• [Goal] Convert the entries below into a Markdown table with the columns Row and Line, giving each non-blank line its own numbered row. Skip blank lines, and leave the pictures out of the table.

• [Material shown]
......

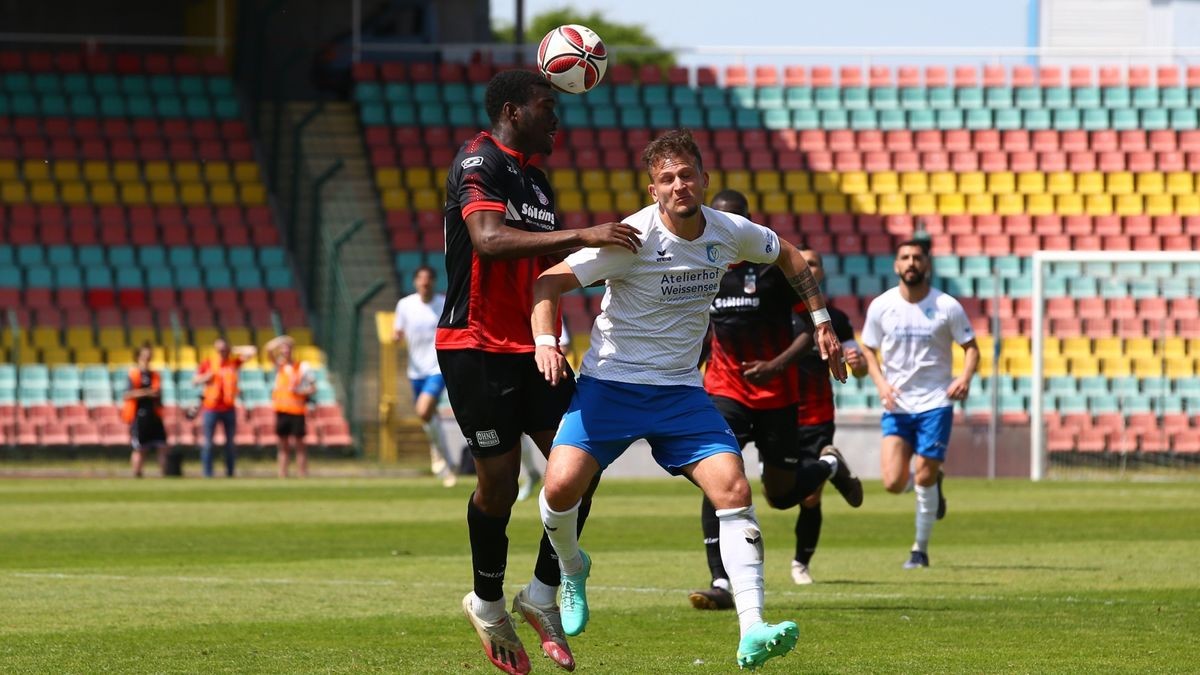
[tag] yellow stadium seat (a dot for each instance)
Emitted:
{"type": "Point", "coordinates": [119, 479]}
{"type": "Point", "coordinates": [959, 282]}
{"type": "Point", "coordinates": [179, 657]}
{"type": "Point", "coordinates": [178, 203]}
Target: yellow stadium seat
{"type": "Point", "coordinates": [13, 192]}
{"type": "Point", "coordinates": [133, 193]}
{"type": "Point", "coordinates": [126, 172]}
{"type": "Point", "coordinates": [892, 204]}
{"type": "Point", "coordinates": [923, 204]}
{"type": "Point", "coordinates": [1090, 183]}
{"type": "Point", "coordinates": [246, 172]}
{"type": "Point", "coordinates": [75, 192]}
{"type": "Point", "coordinates": [1179, 183]}
{"type": "Point", "coordinates": [216, 172]}
{"type": "Point", "coordinates": [387, 178]}
{"type": "Point", "coordinates": [252, 193]}
{"type": "Point", "coordinates": [1061, 183]}
{"type": "Point", "coordinates": [222, 193]}
{"type": "Point", "coordinates": [972, 183]}
{"type": "Point", "coordinates": [804, 203]}
{"type": "Point", "coordinates": [826, 183]}
{"type": "Point", "coordinates": [767, 180]}
{"type": "Point", "coordinates": [163, 193]}
{"type": "Point", "coordinates": [630, 201]}
{"type": "Point", "coordinates": [156, 172]}
{"type": "Point", "coordinates": [35, 169]}
{"type": "Point", "coordinates": [853, 183]}
{"type": "Point", "coordinates": [1098, 204]}
{"type": "Point", "coordinates": [1031, 183]}
{"type": "Point", "coordinates": [43, 192]}
{"type": "Point", "coordinates": [66, 169]}
{"type": "Point", "coordinates": [943, 183]}
{"type": "Point", "coordinates": [981, 204]}
{"type": "Point", "coordinates": [951, 204]}
{"type": "Point", "coordinates": [1001, 183]}
{"type": "Point", "coordinates": [1120, 183]}
{"type": "Point", "coordinates": [775, 203]}
{"type": "Point", "coordinates": [885, 183]}
{"type": "Point", "coordinates": [797, 181]}
{"type": "Point", "coordinates": [833, 203]}
{"type": "Point", "coordinates": [599, 201]}
{"type": "Point", "coordinates": [1151, 183]}
{"type": "Point", "coordinates": [863, 203]}
{"type": "Point", "coordinates": [1128, 204]}
{"type": "Point", "coordinates": [1084, 366]}
{"type": "Point", "coordinates": [1187, 204]}
{"type": "Point", "coordinates": [593, 179]}
{"type": "Point", "coordinates": [1159, 204]}
{"type": "Point", "coordinates": [94, 171]}
{"type": "Point", "coordinates": [625, 179]}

......

• [Task answer]
| Row | Line |
|---|---|
| 1 | [tag] yellow stadium seat (a dot for each instance) |
| 2 | Emitted: |
| 3 | {"type": "Point", "coordinates": [119, 479]} |
| 4 | {"type": "Point", "coordinates": [959, 282]} |
| 5 | {"type": "Point", "coordinates": [179, 657]} |
| 6 | {"type": "Point", "coordinates": [178, 203]} |
| 7 | Target: yellow stadium seat |
| 8 | {"type": "Point", "coordinates": [13, 192]} |
| 9 | {"type": "Point", "coordinates": [133, 193]} |
| 10 | {"type": "Point", "coordinates": [126, 172]} |
| 11 | {"type": "Point", "coordinates": [892, 204]} |
| 12 | {"type": "Point", "coordinates": [923, 204]} |
| 13 | {"type": "Point", "coordinates": [1090, 183]} |
| 14 | {"type": "Point", "coordinates": [246, 172]} |
| 15 | {"type": "Point", "coordinates": [75, 192]} |
| 16 | {"type": "Point", "coordinates": [1179, 183]} |
| 17 | {"type": "Point", "coordinates": [216, 172]} |
| 18 | {"type": "Point", "coordinates": [387, 178]} |
| 19 | {"type": "Point", "coordinates": [252, 193]} |
| 20 | {"type": "Point", "coordinates": [1061, 183]} |
| 21 | {"type": "Point", "coordinates": [222, 193]} |
| 22 | {"type": "Point", "coordinates": [972, 183]} |
| 23 | {"type": "Point", "coordinates": [804, 203]} |
| 24 | {"type": "Point", "coordinates": [826, 183]} |
| 25 | {"type": "Point", "coordinates": [767, 180]} |
| 26 | {"type": "Point", "coordinates": [163, 193]} |
| 27 | {"type": "Point", "coordinates": [630, 201]} |
| 28 | {"type": "Point", "coordinates": [156, 172]} |
| 29 | {"type": "Point", "coordinates": [35, 169]} |
| 30 | {"type": "Point", "coordinates": [853, 183]} |
| 31 | {"type": "Point", "coordinates": [1098, 204]} |
| 32 | {"type": "Point", "coordinates": [1031, 183]} |
| 33 | {"type": "Point", "coordinates": [43, 192]} |
| 34 | {"type": "Point", "coordinates": [66, 169]} |
| 35 | {"type": "Point", "coordinates": [943, 183]} |
| 36 | {"type": "Point", "coordinates": [981, 204]} |
| 37 | {"type": "Point", "coordinates": [951, 204]} |
| 38 | {"type": "Point", "coordinates": [1001, 183]} |
| 39 | {"type": "Point", "coordinates": [1120, 183]} |
| 40 | {"type": "Point", "coordinates": [775, 203]} |
| 41 | {"type": "Point", "coordinates": [885, 183]} |
| 42 | {"type": "Point", "coordinates": [797, 181]} |
| 43 | {"type": "Point", "coordinates": [833, 203]} |
| 44 | {"type": "Point", "coordinates": [599, 201]} |
| 45 | {"type": "Point", "coordinates": [1151, 183]} |
| 46 | {"type": "Point", "coordinates": [863, 203]} |
| 47 | {"type": "Point", "coordinates": [1128, 204]} |
| 48 | {"type": "Point", "coordinates": [1084, 366]} |
| 49 | {"type": "Point", "coordinates": [1187, 204]} |
| 50 | {"type": "Point", "coordinates": [593, 179]} |
| 51 | {"type": "Point", "coordinates": [1159, 204]} |
| 52 | {"type": "Point", "coordinates": [94, 171]} |
| 53 | {"type": "Point", "coordinates": [625, 179]} |